*PROVIDED TEXT*.
The R1881-induced AR chromatome was categorized to different functional protein groups (Fig. 1b). DNA- and RNA-binding proteins, histones, and DNA repair- and mRNA processing-related proteins formed majority (~50%) of the network. DNA-binding proteins with more specialized roles, e.g. coregulator roles, in transcription formed one-third of the chromatome. This group included ARID1A, SMARCA4, SMARCC1 and SMARCC2, subunits of the BAF complex, and CHD4, a subunit of NuRD complex, coregulators NCOR1, NCOR2 and TRIM28, as well as PARP1, a regulator of DNA damage repair and transcription. An intriguing fraction (~11%) of the chromatome consisted of TFs, e.g. NKX3-1 and HOXB13. Most interestingly, the ChIP-SICAP revealed a large number (>70%) of chromatin proteins that have not previously been identified to associate with AR or androgen signaling (Fig. 1b and Supplementary Table 1). This group includes e.g. MTA1 and GATA2B, two additional subunits of the NuRD complex, BRD1, a component of the MOZ/MORF acetyltransferase complex, and CHD5, an ATP-dependent helicase. TARDBP and SIM2, two TFs and potential PCa biomarkers [21, 22, 24, 25], and prostate metastasis suppressor NDRG1 [26] also belong to the proteins not previously linked to the AR. From the AR chromatome, we characterized and validated the roles of two proteins; SMARCA4 previously linked to the AR and SIM2 hypothesized to act as a novel pioneer TF of AR.
SMARCA4 co-occupies the majority of AR-binding sites, but has a limited effect on their chromatin accessibility
To explore the more detailed role of SMARCA4 in AR-associated chromatin environments, we first performed ChIP-seq with SMARCA4 and AR antibodies in VCaP cells in the presence or absence of 5α-dihydrotestosterone (DHT). We focused our interest on sites co-occupied by SMARCA4 and AR and how androgen affects the co-occupancy. Most chromatin-binding sites of SMARCA4 (61534) were not affected by DHT (cluster C1, Fig. 2a, Supplementary Fig. S3a). However, DHT enhances the recruitment of SMARCA4 to these sites (cluster C1, Fig. 2b). The SMARCA4-binding sites (SBs) in C1 prevalently enrich in promoter regions (Supplementary Fig. S3b) marked with active histone modifications and active production of intergenic enhancer RNA (eRNA) without an effect of androgen (Supplementary Fig. S3b, d–f). This suggests that the C1 sites mostly represent VCaP cell type-specific active promoters and enhancers whose activity is mostly unresponsive to androgen. More than 40% of SBs (cluster C2) were induced upon androgen treatment and ~75% of them overlapped with AR-binding sites (ARBs). At the C2 sites, AR and SMARCA4 showed a high correlation with the binding (Fig. 2a and b, cluster C2, Supplementary Fig. S3c) and they enrich in intergenic and intronic enhancer regions with intergenic eRNA production upon hormone exposure (Supplementary Fig. S3b, d–f). Only a few sites were lost upon hormone treatment (cluster C3). Examples of genome browser tracks are shown in Supplementary Fig. S3g–h.

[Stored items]
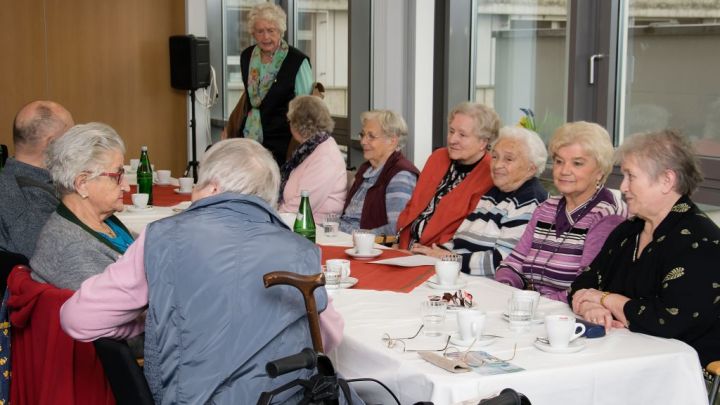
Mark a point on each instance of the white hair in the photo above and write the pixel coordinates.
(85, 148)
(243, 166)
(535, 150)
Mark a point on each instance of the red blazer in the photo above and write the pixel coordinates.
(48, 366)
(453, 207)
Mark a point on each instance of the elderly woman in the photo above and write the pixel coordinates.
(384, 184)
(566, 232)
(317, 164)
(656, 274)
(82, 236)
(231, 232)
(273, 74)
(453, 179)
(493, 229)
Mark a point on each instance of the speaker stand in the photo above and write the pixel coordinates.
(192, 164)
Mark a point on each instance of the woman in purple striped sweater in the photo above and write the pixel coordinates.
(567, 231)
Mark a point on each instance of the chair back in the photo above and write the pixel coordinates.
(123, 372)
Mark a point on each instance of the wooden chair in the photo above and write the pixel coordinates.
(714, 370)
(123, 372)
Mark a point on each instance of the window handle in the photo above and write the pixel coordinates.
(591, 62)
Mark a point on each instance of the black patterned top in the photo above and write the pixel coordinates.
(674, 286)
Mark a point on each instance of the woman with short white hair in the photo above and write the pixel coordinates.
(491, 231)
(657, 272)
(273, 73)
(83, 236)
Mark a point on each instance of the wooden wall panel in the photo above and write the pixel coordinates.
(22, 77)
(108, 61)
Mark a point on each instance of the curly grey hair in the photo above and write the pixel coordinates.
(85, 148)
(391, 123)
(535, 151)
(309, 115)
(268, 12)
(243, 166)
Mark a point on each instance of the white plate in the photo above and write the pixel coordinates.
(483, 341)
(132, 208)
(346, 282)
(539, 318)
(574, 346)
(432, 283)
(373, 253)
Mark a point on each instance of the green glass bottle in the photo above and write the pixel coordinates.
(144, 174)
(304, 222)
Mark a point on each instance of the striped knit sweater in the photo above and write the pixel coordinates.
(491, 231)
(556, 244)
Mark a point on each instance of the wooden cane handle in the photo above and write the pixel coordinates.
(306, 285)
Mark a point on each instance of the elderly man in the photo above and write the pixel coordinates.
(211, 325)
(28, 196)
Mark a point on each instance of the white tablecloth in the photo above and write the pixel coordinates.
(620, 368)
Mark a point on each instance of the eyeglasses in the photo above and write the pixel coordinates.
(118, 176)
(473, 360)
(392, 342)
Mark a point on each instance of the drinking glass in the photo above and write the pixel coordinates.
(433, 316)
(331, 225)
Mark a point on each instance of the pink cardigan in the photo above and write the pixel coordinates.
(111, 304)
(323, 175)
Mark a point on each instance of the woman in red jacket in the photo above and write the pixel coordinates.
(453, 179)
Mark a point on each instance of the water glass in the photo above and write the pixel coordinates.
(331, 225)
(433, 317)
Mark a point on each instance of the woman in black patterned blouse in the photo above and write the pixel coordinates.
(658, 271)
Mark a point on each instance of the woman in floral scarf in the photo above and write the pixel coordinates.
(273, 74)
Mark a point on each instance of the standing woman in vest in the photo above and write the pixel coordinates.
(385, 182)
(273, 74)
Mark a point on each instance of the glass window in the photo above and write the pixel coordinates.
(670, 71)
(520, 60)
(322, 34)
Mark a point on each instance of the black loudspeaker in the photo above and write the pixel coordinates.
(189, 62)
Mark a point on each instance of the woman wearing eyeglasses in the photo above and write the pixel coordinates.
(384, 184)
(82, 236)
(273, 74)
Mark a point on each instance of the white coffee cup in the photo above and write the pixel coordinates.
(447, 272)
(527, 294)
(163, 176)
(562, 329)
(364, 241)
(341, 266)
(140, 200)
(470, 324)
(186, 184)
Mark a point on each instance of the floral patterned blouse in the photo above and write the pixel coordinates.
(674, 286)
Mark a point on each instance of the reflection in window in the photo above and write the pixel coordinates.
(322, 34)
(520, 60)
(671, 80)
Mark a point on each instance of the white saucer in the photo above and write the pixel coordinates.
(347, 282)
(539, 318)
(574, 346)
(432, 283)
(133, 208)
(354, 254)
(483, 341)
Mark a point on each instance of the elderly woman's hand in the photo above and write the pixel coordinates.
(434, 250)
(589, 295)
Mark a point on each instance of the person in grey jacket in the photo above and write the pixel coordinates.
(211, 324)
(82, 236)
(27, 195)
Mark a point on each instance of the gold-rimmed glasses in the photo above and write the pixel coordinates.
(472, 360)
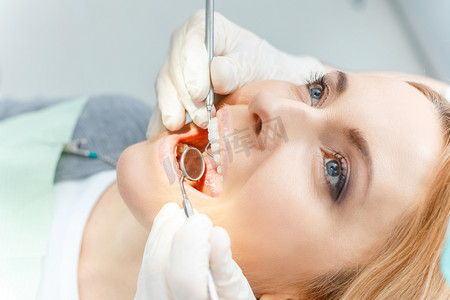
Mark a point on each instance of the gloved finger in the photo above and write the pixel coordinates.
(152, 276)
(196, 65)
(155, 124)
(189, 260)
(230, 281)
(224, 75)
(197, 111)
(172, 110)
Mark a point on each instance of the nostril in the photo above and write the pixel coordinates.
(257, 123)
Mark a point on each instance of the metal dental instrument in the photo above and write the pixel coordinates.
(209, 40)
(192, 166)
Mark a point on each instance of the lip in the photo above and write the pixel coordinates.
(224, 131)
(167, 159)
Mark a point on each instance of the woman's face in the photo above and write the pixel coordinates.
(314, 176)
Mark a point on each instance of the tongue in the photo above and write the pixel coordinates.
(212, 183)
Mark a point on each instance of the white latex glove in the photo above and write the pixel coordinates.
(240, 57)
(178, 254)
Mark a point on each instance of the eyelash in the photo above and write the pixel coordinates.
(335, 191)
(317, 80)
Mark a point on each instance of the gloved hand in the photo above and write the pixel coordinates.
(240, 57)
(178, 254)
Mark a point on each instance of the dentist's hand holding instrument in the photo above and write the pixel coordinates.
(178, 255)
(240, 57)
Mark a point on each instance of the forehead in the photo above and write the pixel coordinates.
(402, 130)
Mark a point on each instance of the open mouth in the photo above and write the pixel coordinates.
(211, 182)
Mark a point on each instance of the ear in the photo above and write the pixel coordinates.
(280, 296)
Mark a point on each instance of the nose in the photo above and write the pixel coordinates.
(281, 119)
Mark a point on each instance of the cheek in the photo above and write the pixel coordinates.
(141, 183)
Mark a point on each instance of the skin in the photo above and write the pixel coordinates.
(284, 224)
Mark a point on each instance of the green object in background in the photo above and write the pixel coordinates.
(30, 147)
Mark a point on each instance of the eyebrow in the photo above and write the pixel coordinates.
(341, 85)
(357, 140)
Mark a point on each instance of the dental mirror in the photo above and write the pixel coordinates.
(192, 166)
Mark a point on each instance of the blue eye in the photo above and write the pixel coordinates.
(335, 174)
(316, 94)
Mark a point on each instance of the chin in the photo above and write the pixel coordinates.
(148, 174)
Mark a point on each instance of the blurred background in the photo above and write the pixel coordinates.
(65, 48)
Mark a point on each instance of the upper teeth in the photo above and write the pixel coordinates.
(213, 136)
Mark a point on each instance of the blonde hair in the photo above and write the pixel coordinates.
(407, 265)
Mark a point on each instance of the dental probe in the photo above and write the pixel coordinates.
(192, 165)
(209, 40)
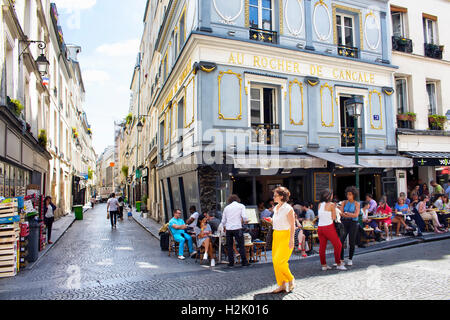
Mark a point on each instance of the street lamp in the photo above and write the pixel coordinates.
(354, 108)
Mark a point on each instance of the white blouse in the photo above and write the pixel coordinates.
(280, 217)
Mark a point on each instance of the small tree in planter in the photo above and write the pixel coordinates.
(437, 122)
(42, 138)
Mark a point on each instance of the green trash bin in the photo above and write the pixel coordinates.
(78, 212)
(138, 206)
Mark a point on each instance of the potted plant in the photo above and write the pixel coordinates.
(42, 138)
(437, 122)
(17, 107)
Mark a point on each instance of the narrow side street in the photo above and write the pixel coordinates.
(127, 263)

*QUESTIONS*.
**1)** According to the text on the AR chromatome, which two proteins did the authors characterize and validate?
**2)** Continue the text on the AR chromatome and SMARCA4, starting after its last sentence.

*TASK RESPONSES*.
**1)** SMARCA4 and SIM2.

**2)**
a Heatmaps of normalized tag counts from ChIP-seq with SMARCA4 and AR antibodies. C1 represents cluster where SMARCA4 is recruited to chromatin independently of DHT exposure (-3 < FC(DHT/vehicle) <3), C2 represents DHT-induced SMARCA4 binding sites (FC(DHT/vehicle)>3) and C3 cluster where SMARCA4 binding is lost by AR activation by DHT (FC(DHT/vehicle) <-3). b Boxplots of SMARCA4 (green) and AR tag (red) counts in each cluster in panel a. c Motif analysis for two first clusters showing the fold enrichment over background. d–f Binding for FOXA1, ERG or HOXB13 at sites in clusters C1 and C2 in the presence and absence of androgen as indicated. HOXB13 data are from cells grown in normal growth media medium without added androgen. g SWI/SNF complex member SMARCC1-binding in sites of clusters C1 and C2. Significant change in binding shown by asterisks ***<0.001, calculated with One-way ANOVA with Bonferroni post hoc test.
The motif analyses revealed that the C2 sites have a higher enrichment of androgen response elements (AREs) compared with the C1 sites, further supporting androgen-induced recruitment of SMARCA4 onto the chromatin. Motifs for FOXA1, ERG and HOXB13 were in turn equally enriched at the C1 and C2 sites (Fig. 2c, Supplementary Table 2). However, ChIP-seq datasets [27,28,29] indicated that binding of FOXA1 and ERG increased upon hormone exposure at C2 sites, but not at C1 sites (Fig. 2d and e). HOXB13, however, seems to bind more at C1 sites (Fig. 2f). Similar to SMARCA4, SMARCC1 [15], (found in the ChIP-SICAP), shows binding onto C1 and C2 sites (Fig. 2g, Supplementary Fig. S3d), suggesting that entire BAF-complex is recruited to ARBs.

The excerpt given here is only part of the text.